THE EXERCISE:
Return the listing below word for word.
start DATA EXCERPTS
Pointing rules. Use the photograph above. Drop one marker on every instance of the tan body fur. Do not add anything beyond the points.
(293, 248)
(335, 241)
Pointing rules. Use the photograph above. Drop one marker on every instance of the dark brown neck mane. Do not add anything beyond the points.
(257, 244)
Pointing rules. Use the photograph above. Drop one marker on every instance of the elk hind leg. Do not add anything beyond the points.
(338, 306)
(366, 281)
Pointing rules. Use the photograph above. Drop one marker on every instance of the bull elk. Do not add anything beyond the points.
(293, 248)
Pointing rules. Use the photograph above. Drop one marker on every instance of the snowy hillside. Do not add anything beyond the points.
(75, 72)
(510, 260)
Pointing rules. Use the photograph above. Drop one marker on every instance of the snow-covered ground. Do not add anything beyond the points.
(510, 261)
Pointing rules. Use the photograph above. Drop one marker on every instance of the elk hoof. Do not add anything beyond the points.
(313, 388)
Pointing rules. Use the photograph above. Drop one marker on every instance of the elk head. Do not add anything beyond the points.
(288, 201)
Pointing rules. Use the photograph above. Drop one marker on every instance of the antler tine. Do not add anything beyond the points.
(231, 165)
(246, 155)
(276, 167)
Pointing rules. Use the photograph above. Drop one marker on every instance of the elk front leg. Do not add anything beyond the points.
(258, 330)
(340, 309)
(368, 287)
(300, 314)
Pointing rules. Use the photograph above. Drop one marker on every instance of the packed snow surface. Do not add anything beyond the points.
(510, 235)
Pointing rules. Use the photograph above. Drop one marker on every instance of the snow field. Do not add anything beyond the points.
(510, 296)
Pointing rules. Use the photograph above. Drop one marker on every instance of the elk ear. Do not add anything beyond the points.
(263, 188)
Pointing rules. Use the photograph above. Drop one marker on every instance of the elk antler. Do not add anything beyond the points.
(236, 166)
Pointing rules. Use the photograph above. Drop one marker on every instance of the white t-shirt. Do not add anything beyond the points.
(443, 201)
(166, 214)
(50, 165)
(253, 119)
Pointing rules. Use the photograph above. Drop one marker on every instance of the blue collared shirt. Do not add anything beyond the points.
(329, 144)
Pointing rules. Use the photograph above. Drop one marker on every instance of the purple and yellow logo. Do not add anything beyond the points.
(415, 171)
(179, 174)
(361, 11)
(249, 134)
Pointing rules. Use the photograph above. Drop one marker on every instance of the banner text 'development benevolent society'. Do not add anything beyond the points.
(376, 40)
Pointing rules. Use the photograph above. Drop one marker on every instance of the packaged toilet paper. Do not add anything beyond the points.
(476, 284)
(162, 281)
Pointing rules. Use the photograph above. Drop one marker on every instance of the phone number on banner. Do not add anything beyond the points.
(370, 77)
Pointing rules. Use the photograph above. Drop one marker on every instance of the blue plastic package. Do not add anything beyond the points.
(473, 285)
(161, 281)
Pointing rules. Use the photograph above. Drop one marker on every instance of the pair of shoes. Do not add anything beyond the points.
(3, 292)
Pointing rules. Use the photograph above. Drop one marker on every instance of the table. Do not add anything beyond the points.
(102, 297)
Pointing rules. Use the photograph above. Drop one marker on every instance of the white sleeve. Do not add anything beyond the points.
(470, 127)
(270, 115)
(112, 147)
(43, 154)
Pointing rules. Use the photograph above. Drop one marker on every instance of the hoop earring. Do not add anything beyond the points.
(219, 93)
end DATA EXCERPTS
WRITTEN SOLUTION:
Pointing rules. Use the photograph above. Drop one marker on every instance of the tan body fur. Do not add anything beyond the points.
(293, 248)
(335, 241)
Pointing rules. Use the photograph above. Drop one marker on every instance of the dark brown neck mane. Do not add anything beyond the points.
(257, 244)
Pointing rules. Use the photograph above. Drop one marker on every instance of the elk hind leg. Do not add anything beyond the points.
(338, 306)
(366, 281)
Pointing rules. Use the photograph above. Drop one marker on every instance of the bull elk. Do not add anything beyond the points.
(293, 248)
Pointing rules. Use the photograph above. Drop one marker on every instance of the snowy hillside. Do not add anything beyond the points.
(75, 72)
(510, 260)
Pointing rules. Use the photograph above. Drop one marker on every instance of the snow-covered ground. Do not add anything beyond the points.
(510, 261)
Pointing rules. Use the photograph above. Drop one marker on every instance of the elk hoof. Do not add anything beyond the points.
(313, 388)
Pointing rules. Use the photograph above. Drop one marker on every instance of the elk head. Do not add anything beyond the points.
(288, 201)
Pointing rules. Use the photograph above. Drop one marker on every instance of the antler tine. Do not add anything beyond the points.
(231, 165)
(246, 155)
(276, 167)
Pointing rules. Use the photograph above. Drop one marker on every instance of the elk front leg. Do not add anything beyond the points.
(258, 330)
(340, 309)
(368, 287)
(300, 314)
Pointing rules. Use the photograph above. Drop one marker on every instance of the packed snow surface. Do not add anything beyond the points.
(510, 235)
Pointing rules. Use the photograph above. Drop one marker on every instance of the snow field. Do not add anything beyond the points.
(510, 296)
Pointing rules. Use the photograph above. Drop one marker on every instance of the elk ear. Do not add anything beyond the points.
(263, 188)
Pointing rules. Use the photograph above. Drop one marker on every instance of the elk antler. Do not add anything beyond the points.
(236, 166)
Pointing rules. Use the photograph above. Drop one marker on every instance of the white t-shirt. Do not add anything beyond the points.
(443, 201)
(166, 214)
(50, 165)
(253, 119)
Pointing rules. Use the photograph above. Drop one marker on every instance of the blue collared shirt. Do not add anything beyond the points.
(329, 144)
Pointing rules. Use the photograph above. Drop one marker on every instance of the purple and yellow logo. Do not add anything beyond the points.
(415, 171)
(179, 174)
(361, 11)
(249, 134)
Pointing rules. Use the photograph above. Drop one marker on every instance of the banner text 'development benevolent society'. Do not add anything beyond the points.
(376, 40)
Pointing rules. Use the photograph above. Drop one marker on every instance of the packaged toilet paper. Do not add anything beyond the points.
(476, 284)
(162, 281)
Pointing rules. Use the photograph above. Drop one marker on every instance of the phone number on banner. Do not add anything beyond the points.
(370, 77)
Pointing rules. Use the photograph above. Drop one marker on every instance of the blue plastic package. Do not add anything beyond the points.
(473, 285)
(161, 281)
Pointing rules. Use the photograph above. Drop one marker on every instance of the pair of shoes. Do not add anything beyond the points.
(3, 292)
Pointing rules. Use the photograph above. Drop one marker on every instance of the table. Do not add anything beyond the points.
(102, 297)
Pointing rules. Use the photograph above. Drop one marker on every instance of the white sleeve. Do not add anything beyond the points.
(470, 127)
(270, 115)
(112, 147)
(43, 154)
Pointing rules. Use the photograph above. Drop one marker on every instance of the hoop earring. Do not add anything beyond the points.
(219, 93)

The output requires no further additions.